İktidarın iki günlük sokağa çıkma yasağı ilan etmesinin ardından dün akşam ortaya çıkan görüntüler tartışılmaya devam ediliyor. Alınan karar yanlış mıydı, başka türlüsü mümkün müydü, iktidar ne yapmak istiyor... TKP Genel Sekreteri Kemal Okuyan başından beri mutlak bir sokağa çıkma yasağının mümkün olmadığını, ama tüm enerjinin yaşamsal sektörlerin devamlılığına bunların dışındaki sektörlerin de tamamen durdurulmasına ayrılması gerektiğini söylediklerini hatırlattı.
Okuyan "coronavirüs sosyalizmin kapısını açar mı?" sorumuza ise "Sosyalizmin, daha doğrusu komünizmin ayak sesleri duyuluyor. Bir ihtiyaç olarak… Doğa komünizmi çağırıyor, insanlık komünizmi çağırıyor. Bu siyasal alana yansıyacaktır elbette. Ancak kapitalizmin kendi kendine sonu gelmez." yanıtını verdi.
İşte Kemal Okuyan'ın SoL'a verdiği yanıtları:
Sokağa çıkma yasağı getirmesi için iktidara uzun süredir baskı yapanların önemli bir kısmı dün yasak açıklanınca eleştirmeye başladılar. Bir çelişki yok mu burada?
* * * *
» **İstenen**
Sokağa çıkma yasağıyla ilgili söyleşi metnini baştan sona, tek bir değişiklik yapmadan yazın. Kayıtların bu işle hiçbir ilgisi yoktur.

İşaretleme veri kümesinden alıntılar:
* * * *
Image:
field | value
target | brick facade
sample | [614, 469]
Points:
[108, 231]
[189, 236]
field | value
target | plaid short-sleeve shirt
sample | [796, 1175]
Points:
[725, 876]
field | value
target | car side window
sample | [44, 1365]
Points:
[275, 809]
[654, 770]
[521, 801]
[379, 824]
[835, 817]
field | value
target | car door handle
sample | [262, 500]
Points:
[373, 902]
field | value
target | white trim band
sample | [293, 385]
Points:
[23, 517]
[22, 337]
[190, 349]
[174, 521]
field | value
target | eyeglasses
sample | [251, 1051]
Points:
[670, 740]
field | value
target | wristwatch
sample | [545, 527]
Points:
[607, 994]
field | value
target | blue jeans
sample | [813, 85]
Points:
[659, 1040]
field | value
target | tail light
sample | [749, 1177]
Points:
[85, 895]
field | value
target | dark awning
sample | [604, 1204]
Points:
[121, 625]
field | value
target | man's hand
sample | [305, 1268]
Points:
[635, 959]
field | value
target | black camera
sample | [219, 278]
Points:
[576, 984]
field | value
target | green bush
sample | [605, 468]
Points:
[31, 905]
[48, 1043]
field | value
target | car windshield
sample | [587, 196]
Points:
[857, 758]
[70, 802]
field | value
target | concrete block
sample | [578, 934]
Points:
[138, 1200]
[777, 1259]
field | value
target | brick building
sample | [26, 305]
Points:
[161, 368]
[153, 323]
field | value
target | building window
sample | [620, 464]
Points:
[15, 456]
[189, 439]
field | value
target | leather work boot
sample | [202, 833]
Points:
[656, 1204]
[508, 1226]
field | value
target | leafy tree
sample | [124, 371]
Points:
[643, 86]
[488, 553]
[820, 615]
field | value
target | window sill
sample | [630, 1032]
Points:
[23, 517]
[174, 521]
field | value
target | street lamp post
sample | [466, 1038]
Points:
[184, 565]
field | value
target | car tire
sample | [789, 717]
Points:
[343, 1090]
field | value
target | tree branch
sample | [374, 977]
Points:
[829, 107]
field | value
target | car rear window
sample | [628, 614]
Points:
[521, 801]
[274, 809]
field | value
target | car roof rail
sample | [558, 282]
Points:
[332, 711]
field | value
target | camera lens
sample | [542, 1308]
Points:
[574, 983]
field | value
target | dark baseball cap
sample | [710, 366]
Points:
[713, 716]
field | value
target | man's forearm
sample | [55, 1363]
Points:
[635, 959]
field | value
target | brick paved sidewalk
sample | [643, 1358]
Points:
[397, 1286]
* * * *
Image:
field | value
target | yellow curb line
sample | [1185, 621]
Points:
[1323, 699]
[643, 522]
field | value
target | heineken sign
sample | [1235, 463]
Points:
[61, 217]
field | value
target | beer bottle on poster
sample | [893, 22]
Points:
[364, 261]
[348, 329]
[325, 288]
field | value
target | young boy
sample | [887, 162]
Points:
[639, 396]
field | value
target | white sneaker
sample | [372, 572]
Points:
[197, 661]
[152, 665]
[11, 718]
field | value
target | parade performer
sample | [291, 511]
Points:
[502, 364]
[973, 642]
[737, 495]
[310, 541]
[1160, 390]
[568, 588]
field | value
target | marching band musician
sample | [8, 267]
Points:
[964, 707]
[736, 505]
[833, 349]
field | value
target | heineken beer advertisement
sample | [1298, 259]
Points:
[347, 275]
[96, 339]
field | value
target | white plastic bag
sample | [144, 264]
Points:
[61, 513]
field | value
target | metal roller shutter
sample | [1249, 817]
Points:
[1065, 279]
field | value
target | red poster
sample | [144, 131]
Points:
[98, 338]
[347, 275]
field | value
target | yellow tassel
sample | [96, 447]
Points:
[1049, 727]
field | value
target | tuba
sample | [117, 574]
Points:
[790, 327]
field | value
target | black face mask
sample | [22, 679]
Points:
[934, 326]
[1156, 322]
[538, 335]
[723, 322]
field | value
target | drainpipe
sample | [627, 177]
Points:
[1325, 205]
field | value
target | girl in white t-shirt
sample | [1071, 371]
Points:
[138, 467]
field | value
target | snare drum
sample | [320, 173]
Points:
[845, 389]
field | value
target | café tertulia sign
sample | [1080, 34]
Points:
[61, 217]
* * * *
» **Çözüm**
İktidarın iki günlük sokağa çıkma yasağı ilan etmesinin ardından dün akşam ortaya çıkan görüntüler tartışılmaya devam ediliyor. Alınan karar yanlış mıydı, başka türlüsü mümkün müydü, iktidar ne yapmak istiyor... TKP Genel Sekreteri Kemal Okuyan başından beri mutlak bir sokağa çıkma yasağının mümkün olmadığını, ama tüm enerjinin yaşamsal sektörlerin devamlılığına bunların dışındaki sektörlerin de tamamen durdurulmasına ayrılması gerektiğini söylediklerini hatırlattı.
Okuyan "coronavirüs sosyalizmin kapısını açar mı?" sorumuza ise "Sosyalizmin, daha doğrusu komünizmin ayak sesleri duyuluyor. Bir ihtiyaç olarak… Doğa komünizmi çağırıyor, insanlık komünizmi çağırıyor. Bu siyasal alana yansıyacaktır elbette. Ancak kapitalizmin kendi kendine sonu gelmez." yanıtını verdi.
İşte Kemal Okuyan'ın SoL'a verdiği yanıtları:
Sokağa çıkma yasağı getirmesi için iktidara uzun süredir baskı yapanların önemli bir kısmı dün yasak açıklanınca eleştirmeye başladılar. Bir çelişki yok mu burada?